### To do:
Locate every line in the listing below that contains the word "woman" and copy each such line in full.

[Records from a collection]
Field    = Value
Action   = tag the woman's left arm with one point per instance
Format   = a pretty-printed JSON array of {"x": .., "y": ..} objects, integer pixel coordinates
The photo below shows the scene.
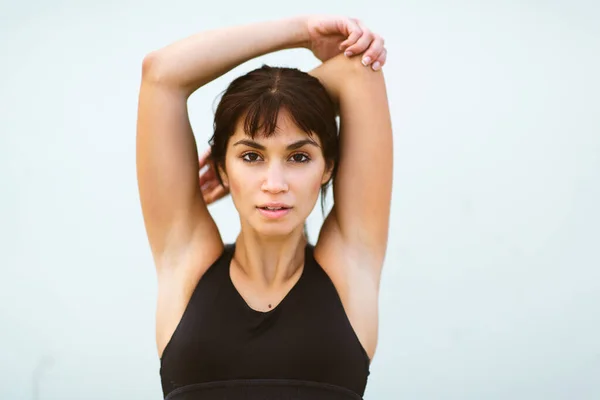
[{"x": 357, "y": 225}]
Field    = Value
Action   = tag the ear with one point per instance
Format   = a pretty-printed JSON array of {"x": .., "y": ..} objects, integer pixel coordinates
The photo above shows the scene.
[
  {"x": 223, "y": 176},
  {"x": 327, "y": 173}
]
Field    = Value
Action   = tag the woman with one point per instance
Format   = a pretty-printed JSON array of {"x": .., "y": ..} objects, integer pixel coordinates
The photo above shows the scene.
[{"x": 269, "y": 316}]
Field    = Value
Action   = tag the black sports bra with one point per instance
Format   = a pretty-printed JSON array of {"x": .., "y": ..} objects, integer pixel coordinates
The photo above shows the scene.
[{"x": 304, "y": 348}]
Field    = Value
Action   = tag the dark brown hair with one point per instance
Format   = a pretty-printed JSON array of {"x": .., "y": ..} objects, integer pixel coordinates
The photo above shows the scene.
[{"x": 260, "y": 95}]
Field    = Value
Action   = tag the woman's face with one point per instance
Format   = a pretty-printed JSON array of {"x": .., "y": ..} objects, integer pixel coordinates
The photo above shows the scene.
[{"x": 275, "y": 182}]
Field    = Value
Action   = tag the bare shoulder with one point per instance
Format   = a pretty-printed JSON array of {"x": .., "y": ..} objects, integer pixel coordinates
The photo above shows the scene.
[{"x": 356, "y": 279}]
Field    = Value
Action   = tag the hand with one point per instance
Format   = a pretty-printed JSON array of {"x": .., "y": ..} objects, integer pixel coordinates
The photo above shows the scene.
[
  {"x": 212, "y": 190},
  {"x": 331, "y": 35}
]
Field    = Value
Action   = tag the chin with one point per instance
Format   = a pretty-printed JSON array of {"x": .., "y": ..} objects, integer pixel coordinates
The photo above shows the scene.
[{"x": 277, "y": 227}]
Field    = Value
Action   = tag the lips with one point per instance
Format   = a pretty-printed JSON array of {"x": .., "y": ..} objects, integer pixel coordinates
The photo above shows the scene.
[
  {"x": 274, "y": 206},
  {"x": 274, "y": 211}
]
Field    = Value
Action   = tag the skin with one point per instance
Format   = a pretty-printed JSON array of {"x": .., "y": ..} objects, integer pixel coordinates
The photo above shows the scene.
[
  {"x": 269, "y": 257},
  {"x": 288, "y": 168}
]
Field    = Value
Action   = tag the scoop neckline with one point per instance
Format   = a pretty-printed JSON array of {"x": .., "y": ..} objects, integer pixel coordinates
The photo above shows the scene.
[{"x": 285, "y": 298}]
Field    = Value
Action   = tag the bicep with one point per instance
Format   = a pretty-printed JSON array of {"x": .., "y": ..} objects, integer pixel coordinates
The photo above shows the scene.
[
  {"x": 167, "y": 171},
  {"x": 363, "y": 183}
]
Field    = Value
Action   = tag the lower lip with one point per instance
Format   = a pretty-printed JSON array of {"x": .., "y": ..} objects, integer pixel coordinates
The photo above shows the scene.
[{"x": 274, "y": 214}]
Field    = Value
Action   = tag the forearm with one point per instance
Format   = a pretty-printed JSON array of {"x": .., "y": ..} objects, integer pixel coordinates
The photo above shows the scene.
[
  {"x": 194, "y": 61},
  {"x": 338, "y": 73}
]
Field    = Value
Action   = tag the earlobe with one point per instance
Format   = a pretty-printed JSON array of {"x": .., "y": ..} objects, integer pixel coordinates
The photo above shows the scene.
[
  {"x": 223, "y": 177},
  {"x": 327, "y": 174}
]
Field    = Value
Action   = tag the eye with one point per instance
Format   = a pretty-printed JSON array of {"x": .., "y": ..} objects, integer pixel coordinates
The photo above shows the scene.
[
  {"x": 250, "y": 157},
  {"x": 300, "y": 158}
]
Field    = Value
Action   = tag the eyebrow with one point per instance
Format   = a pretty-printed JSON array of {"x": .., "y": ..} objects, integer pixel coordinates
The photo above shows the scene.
[{"x": 292, "y": 146}]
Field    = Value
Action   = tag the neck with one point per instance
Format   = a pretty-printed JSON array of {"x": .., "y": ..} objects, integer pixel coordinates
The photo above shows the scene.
[{"x": 269, "y": 261}]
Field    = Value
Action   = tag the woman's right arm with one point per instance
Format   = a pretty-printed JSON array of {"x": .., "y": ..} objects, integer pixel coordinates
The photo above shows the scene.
[{"x": 178, "y": 225}]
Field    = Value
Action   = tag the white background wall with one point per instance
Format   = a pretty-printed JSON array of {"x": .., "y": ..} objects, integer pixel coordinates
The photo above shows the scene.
[{"x": 491, "y": 287}]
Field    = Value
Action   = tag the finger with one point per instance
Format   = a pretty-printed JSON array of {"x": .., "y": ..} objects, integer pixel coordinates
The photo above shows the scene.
[
  {"x": 374, "y": 51},
  {"x": 354, "y": 33},
  {"x": 377, "y": 65},
  {"x": 362, "y": 43}
]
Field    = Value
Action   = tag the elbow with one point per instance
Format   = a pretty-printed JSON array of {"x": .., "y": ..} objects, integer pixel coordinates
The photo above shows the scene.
[{"x": 151, "y": 67}]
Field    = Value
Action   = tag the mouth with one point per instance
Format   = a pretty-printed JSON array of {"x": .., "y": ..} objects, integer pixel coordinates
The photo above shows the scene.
[{"x": 274, "y": 211}]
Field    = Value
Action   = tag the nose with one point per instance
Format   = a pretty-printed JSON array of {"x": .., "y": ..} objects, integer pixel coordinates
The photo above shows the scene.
[{"x": 275, "y": 181}]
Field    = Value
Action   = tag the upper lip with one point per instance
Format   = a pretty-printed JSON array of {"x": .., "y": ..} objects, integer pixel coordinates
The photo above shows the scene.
[{"x": 275, "y": 205}]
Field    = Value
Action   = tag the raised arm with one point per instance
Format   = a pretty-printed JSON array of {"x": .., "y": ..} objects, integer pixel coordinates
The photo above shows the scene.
[
  {"x": 357, "y": 226},
  {"x": 178, "y": 224}
]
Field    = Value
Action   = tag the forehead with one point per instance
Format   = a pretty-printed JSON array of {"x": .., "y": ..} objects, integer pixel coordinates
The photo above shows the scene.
[{"x": 286, "y": 131}]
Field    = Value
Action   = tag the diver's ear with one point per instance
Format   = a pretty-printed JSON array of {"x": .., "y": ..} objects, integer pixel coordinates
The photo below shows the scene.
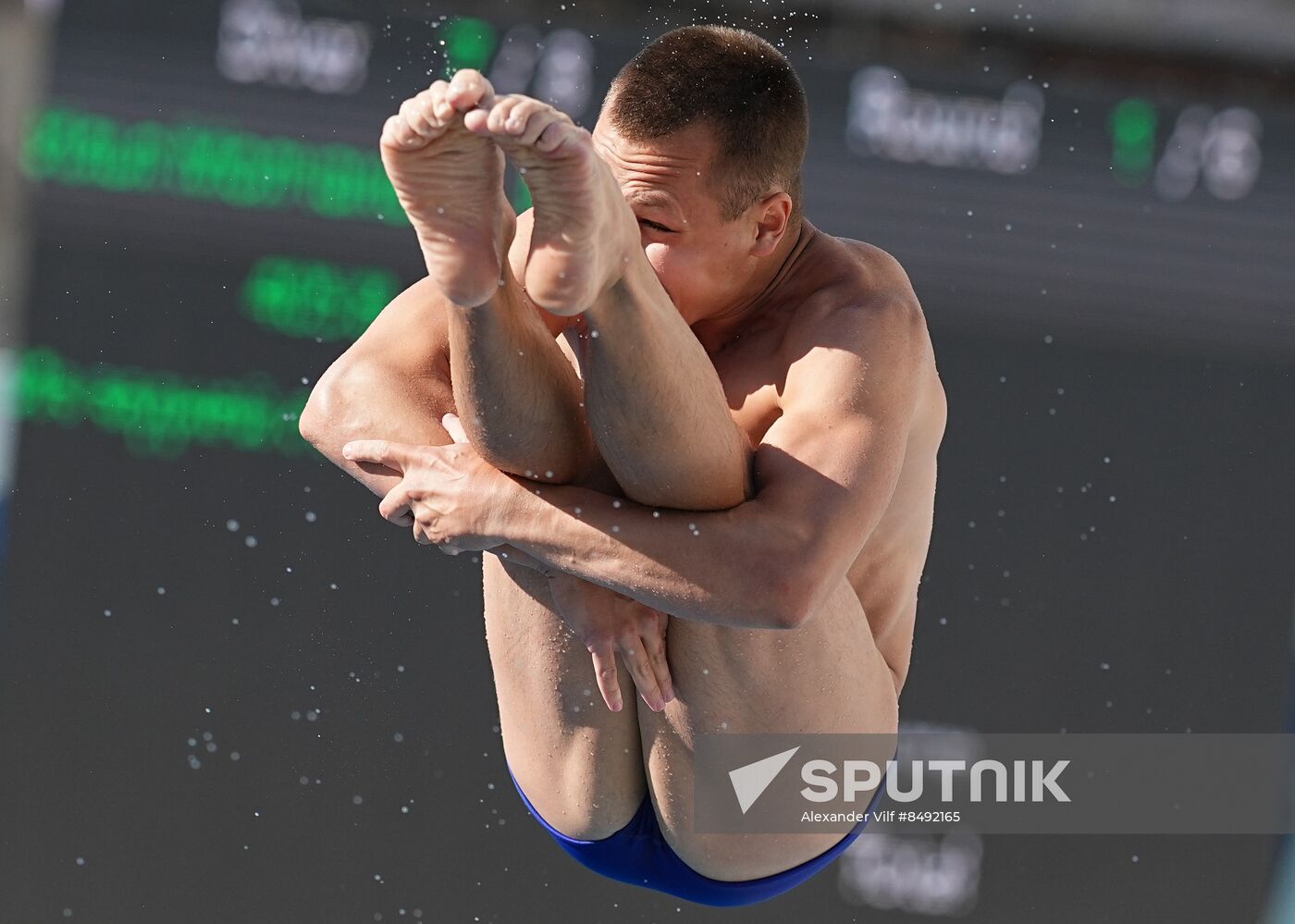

### Written answer:
Action   = tag the woman's left arm with one point per instance
Action   = tag the woman with one point per instance
Action   = tag the woman's face with one point per instance
Action   = tag the woman's right arm with one point per instance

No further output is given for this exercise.